=== What to do ===
- a) According to the CYP2C18 article, where is the CYP2C18 gene located?
- b) Reproduce the CYP2C18 article from "Protein-coding gene in" to "CYP2C18 and CYP2C19.", inclusive, substituting "mitochondrial membrane" for "endoplasmic reticulum".

=== Document extract ===
- - -

Protein-coding gene in the species Homo sapiens

Cytochrome P450 2C18 is a protein that in humans is encoded by the CYP2C18 gene.

== Function ==

This gene encodes a member of the cytochrome P450 superfamily of enzymes. The cytochrome P450 proteins are monooxygenases which catalyze many reactions involved in drug metabolism and synthesis of cholesterol, steroids and other lipids. This protein localizes to the endoplasmic reticulum but its specific substrate has not yet been determined. The gene is located within a cluster of cytochrome P450 genes on chromosome 10q24. An additional gene, CYP2C17, was once thought to exist; however, CYP4217 is now considered an artefact based on a chimera of CYP2C18 and CYP2C19.

CYP2C18 also possesses epoxygenase activity: it can attack various long-chain polyunsaturated fatty acids at their double (i.e. alkene) bonds to form epoxide products that act as signaling agents. It metabolizes: 1) arachidonic acid to various epoxyeicosatrienoic acids (also termed EETs); 2) linoleic acid to 9,10-epoxy octadecenoic acids (also termed vernolic acid, linoleic acid 9:10-oxide, or leukotoxin) and 12,13-epoxy-octadecenoic (also termed coronaric acid, linoleic acid 12,13-oxide, or isoleukotoxin); 3) docosahexaenoic acid to various epoxydocosapentaenoic acids (also termed EDPs); and 4) eicosapentaenoic acid to various epoxyeicosatetraenoic acids (also termed EEQs).

- - -

=== Dataset records ===
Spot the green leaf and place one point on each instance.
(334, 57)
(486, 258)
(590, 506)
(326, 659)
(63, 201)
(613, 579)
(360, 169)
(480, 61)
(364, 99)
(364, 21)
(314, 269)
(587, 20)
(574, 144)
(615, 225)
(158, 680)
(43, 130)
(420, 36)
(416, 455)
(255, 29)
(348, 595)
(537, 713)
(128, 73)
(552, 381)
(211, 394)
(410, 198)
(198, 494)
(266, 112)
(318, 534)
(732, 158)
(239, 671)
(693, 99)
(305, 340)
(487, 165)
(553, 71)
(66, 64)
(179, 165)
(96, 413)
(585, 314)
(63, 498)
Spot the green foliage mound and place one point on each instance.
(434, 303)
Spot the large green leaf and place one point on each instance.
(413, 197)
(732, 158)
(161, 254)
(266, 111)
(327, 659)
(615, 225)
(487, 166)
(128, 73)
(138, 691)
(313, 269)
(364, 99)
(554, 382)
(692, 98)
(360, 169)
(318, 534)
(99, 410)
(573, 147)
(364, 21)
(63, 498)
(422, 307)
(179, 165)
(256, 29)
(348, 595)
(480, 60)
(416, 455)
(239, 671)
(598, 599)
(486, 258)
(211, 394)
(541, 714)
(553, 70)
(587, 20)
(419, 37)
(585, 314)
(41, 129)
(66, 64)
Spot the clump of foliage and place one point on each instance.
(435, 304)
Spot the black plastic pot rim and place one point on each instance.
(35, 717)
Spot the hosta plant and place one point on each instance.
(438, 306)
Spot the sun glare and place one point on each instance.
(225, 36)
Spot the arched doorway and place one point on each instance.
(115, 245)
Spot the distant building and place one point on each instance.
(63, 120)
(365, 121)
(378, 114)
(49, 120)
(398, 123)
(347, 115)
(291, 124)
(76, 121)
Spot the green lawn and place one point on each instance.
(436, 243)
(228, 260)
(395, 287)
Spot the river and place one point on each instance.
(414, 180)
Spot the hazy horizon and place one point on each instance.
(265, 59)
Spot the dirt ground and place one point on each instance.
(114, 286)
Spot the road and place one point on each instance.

- - -

=== Written answers ===
- a) On chromosome 10q24, within a cluster of cytochrome P450 genes.

- b)
Protein-coding gene in the species Homo sapiens

Cytochrome P450 2C18 is a protein that in humans is encoded by the CYP2C18 gene.

== Function ==

This gene encodes a member of the cytochrome P450 superfamily of enzymes. The cytochrome P450 proteins are monooxygenases which catalyze many reactions involved in drug metabolism and synthesis of cholesterol, steroids and other lipids. This protein localizes to the mitochondrial membrane but its specific substrate has not yet been determined. The gene is located within a cluster of cytochrome P450 genes on chromosome 10q24. An additional gene, CYP2C17, was once thought to exist; however, CYP4217 is now considered an artefact based on a chimera of CYP2C18 and CYP2C19.